-- OBJECTIVE --
Rewrite every line of the data below, keeping its wording unchanged but offsetting each x and y coordinate by -58. Omit the picture lines.

-- STORED RECORDS --
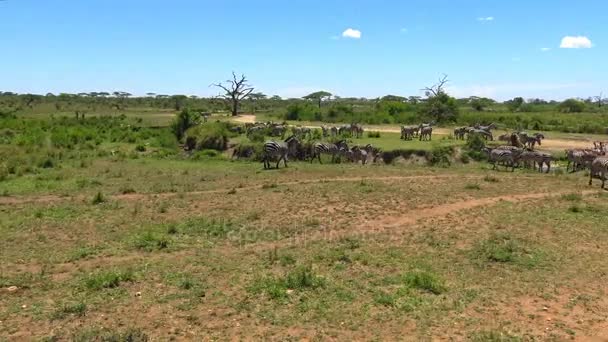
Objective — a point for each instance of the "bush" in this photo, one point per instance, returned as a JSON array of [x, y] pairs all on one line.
[[212, 136], [426, 281], [184, 121]]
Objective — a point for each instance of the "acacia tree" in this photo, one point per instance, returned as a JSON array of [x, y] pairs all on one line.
[[439, 105], [319, 96], [236, 90]]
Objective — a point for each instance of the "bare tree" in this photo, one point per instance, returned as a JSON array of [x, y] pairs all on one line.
[[437, 88], [236, 90], [600, 99]]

-- ANSWER TO THE TASK --
Objective — a point for each instance of the "bush" in this photo, one point per instance, returned as a JSON array of [x, y] pairs all on one line.
[[154, 78], [368, 223], [126, 63]]
Objective — a point for each instance of the "acacia tree" in this photo, one point per instance, returned as a JSON array of [x, y] pairs all on one line.
[[381, 47], [261, 38], [178, 32]]
Objective — a point for each instance of the "bare tree" in this photo, one point per instance, returned as a JSON array of [x, y] pairs all on one line.
[[379, 30], [178, 32], [542, 41]]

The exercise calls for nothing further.